> _Exercise prompt_: Reproduce verbatim every line from the one that includes "Draw the outline of every instance of the sunlight" to the closing line of the entries; omit everything before it.

Data items:
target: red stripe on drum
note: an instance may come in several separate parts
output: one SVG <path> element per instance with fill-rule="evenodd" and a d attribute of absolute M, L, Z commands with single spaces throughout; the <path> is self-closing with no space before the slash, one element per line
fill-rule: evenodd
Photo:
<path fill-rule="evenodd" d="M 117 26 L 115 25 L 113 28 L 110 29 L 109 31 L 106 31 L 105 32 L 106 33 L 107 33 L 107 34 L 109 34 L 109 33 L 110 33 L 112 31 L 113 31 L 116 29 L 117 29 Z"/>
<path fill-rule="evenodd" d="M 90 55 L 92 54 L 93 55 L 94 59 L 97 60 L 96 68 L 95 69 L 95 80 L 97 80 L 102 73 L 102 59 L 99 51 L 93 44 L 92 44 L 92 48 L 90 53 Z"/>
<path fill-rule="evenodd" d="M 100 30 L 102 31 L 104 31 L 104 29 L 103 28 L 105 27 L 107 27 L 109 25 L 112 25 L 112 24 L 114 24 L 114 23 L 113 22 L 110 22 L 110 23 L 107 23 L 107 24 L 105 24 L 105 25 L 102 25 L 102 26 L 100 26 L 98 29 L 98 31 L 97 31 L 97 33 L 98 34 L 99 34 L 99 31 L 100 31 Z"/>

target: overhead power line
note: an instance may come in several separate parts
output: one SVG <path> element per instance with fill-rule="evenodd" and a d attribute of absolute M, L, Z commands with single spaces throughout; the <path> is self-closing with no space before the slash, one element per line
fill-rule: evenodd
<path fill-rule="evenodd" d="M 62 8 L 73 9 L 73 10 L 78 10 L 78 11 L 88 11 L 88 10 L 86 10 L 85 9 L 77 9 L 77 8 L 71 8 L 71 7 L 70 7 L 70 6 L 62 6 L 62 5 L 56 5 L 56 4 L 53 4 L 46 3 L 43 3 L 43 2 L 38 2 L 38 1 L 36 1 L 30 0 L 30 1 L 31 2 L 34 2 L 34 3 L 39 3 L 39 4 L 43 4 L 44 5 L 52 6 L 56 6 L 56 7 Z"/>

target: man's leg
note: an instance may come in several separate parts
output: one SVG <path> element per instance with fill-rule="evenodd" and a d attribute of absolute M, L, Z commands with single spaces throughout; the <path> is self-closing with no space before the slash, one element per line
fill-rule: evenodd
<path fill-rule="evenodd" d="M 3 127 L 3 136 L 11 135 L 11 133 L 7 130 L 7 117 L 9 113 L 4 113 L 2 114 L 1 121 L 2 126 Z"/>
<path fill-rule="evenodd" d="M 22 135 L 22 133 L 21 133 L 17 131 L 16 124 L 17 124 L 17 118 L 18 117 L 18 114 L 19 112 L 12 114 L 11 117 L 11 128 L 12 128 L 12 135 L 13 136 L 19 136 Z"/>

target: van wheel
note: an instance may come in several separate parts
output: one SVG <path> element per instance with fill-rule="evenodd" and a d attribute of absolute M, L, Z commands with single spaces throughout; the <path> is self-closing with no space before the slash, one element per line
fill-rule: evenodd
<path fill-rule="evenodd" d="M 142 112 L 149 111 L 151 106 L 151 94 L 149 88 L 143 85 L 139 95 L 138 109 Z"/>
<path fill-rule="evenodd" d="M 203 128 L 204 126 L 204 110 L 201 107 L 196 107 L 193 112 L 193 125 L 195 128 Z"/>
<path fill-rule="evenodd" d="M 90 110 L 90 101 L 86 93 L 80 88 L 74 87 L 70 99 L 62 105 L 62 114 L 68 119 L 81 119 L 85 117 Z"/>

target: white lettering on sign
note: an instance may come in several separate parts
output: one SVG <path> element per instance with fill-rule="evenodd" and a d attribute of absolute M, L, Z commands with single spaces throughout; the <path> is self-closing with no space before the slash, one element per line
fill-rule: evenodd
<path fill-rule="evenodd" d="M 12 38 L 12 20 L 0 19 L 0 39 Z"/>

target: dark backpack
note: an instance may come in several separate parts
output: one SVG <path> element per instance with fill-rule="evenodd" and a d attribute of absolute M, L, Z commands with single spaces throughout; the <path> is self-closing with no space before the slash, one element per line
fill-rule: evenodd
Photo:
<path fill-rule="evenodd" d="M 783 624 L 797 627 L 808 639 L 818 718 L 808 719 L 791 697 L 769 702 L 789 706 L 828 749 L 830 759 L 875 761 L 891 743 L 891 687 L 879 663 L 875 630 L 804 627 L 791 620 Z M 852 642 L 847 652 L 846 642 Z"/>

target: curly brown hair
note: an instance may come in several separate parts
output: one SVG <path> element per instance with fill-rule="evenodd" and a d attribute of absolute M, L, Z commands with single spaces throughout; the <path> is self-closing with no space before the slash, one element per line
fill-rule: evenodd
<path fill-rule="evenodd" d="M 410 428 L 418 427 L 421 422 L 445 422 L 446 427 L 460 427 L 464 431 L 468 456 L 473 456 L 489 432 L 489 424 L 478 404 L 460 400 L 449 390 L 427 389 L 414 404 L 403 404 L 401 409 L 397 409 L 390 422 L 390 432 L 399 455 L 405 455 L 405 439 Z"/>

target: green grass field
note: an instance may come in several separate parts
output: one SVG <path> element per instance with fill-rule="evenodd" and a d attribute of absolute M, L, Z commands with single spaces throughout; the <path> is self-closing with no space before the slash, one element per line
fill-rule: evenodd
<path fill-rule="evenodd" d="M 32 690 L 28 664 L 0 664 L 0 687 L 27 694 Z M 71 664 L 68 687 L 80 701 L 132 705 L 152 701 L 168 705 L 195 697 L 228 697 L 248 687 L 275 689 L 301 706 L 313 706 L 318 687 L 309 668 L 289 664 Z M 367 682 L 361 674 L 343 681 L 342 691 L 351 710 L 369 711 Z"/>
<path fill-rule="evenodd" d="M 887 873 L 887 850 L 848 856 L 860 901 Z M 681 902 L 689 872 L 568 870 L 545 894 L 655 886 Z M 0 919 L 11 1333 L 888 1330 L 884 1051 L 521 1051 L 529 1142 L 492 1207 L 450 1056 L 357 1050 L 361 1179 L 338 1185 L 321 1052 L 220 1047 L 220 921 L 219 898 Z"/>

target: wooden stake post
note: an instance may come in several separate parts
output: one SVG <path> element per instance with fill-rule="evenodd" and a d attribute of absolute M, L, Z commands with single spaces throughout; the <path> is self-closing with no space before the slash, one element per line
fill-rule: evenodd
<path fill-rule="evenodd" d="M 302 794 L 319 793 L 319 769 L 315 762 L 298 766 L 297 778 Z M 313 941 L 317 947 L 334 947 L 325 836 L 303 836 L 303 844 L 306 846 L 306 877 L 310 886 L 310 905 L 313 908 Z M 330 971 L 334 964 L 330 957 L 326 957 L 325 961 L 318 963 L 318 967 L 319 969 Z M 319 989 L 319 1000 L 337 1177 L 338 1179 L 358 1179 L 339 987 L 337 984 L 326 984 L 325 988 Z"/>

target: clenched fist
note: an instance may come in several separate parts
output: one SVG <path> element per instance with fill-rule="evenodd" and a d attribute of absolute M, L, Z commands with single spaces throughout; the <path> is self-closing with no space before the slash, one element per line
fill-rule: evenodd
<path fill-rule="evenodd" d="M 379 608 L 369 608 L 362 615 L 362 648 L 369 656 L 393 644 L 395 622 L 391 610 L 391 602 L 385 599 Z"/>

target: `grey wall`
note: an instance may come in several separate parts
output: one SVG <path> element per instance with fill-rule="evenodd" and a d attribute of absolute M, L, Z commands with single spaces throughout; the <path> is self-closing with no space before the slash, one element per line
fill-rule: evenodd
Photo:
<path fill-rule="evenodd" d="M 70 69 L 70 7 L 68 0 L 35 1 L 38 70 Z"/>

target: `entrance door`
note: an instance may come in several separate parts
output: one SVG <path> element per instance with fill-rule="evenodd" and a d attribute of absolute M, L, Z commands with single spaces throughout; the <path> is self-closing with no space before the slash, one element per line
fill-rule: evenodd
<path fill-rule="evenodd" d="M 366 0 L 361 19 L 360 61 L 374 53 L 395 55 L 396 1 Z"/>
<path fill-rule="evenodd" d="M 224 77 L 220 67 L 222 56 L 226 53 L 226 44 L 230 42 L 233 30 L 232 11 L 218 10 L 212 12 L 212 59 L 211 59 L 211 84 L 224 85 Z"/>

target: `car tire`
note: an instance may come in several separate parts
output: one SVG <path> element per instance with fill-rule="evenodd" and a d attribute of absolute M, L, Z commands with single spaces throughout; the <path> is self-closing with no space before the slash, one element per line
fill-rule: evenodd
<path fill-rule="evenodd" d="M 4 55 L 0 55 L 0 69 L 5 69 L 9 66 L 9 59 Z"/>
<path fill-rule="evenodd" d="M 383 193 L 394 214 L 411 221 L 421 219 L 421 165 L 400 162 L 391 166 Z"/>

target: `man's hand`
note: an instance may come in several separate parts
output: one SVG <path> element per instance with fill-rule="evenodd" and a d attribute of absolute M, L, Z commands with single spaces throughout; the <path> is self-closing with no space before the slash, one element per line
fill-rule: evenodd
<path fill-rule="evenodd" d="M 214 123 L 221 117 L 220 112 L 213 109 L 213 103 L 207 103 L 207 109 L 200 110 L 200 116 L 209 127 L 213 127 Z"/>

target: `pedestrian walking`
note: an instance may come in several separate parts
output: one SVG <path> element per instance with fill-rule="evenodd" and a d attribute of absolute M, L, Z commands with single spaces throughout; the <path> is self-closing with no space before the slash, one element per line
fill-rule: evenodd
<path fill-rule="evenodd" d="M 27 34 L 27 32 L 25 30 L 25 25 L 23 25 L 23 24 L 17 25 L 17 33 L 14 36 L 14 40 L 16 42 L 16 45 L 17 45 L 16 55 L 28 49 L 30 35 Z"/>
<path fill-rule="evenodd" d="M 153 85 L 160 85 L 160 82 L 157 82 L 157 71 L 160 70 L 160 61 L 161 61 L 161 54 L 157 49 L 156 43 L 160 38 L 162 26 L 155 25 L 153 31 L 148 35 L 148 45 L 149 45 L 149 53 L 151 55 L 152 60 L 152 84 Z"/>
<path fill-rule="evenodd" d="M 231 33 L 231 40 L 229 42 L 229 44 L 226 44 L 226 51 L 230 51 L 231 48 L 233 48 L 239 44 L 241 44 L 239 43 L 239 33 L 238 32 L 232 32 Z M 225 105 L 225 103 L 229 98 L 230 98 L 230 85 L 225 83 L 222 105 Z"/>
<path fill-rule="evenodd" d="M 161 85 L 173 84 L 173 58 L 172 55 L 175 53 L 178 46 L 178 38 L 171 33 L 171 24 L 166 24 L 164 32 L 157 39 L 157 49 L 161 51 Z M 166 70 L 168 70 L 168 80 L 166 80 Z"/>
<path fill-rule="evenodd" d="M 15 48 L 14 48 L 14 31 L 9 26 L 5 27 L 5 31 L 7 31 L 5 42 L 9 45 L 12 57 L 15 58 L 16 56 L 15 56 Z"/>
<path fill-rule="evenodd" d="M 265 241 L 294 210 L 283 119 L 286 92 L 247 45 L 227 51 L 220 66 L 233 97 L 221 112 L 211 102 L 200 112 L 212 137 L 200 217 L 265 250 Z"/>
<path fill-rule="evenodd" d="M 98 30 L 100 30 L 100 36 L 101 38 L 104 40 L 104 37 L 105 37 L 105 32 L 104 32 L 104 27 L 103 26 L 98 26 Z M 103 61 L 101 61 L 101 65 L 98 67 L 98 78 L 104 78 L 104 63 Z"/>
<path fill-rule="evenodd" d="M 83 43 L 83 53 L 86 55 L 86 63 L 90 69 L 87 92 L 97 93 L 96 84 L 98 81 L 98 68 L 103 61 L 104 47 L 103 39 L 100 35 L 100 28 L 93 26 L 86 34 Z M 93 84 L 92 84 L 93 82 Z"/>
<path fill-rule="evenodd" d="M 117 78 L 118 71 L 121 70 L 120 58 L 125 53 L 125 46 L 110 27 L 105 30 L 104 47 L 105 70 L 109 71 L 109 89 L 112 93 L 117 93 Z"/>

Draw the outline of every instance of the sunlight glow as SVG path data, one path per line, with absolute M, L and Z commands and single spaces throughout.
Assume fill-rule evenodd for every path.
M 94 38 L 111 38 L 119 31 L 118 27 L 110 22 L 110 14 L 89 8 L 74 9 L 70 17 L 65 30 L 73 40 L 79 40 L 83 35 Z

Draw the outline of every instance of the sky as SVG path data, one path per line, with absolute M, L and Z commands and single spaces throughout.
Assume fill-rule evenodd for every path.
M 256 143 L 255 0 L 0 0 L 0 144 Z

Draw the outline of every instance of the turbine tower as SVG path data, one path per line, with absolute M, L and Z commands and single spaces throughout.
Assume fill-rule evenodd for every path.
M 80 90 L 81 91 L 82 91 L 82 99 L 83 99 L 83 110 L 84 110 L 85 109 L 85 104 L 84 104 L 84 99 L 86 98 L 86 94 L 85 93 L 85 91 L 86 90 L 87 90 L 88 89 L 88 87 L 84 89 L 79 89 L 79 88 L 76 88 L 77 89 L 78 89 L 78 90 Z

> _Written response_:
Draw the outline of every instance of the sunlight glow as SVG path data, one path per line, with absolute M, L and Z commands and single spaces throughout.
Assume fill-rule evenodd for every path.
M 94 38 L 111 38 L 119 31 L 118 27 L 110 22 L 110 14 L 89 8 L 74 9 L 70 17 L 65 30 L 73 40 L 79 40 L 83 35 Z

Draw the outline of every instance of the sky as SVG path data, one path per line, with absolute M, L and Z commands and single spaces throughout.
Assume fill-rule evenodd for every path.
M 256 143 L 255 0 L 0 0 L 0 144 Z

Draw the outline of every instance of the turbine tower as SVG path data, one path per line, with absolute M, L and Z commands and single spaces throughout.
Assume fill-rule evenodd for every path.
M 80 90 L 81 91 L 82 91 L 82 99 L 83 99 L 83 110 L 84 110 L 85 109 L 85 104 L 84 104 L 84 99 L 86 98 L 86 94 L 85 93 L 85 91 L 86 90 L 87 90 L 88 89 L 88 87 L 84 89 L 79 89 L 79 88 L 76 88 L 77 89 L 78 89 L 78 90 Z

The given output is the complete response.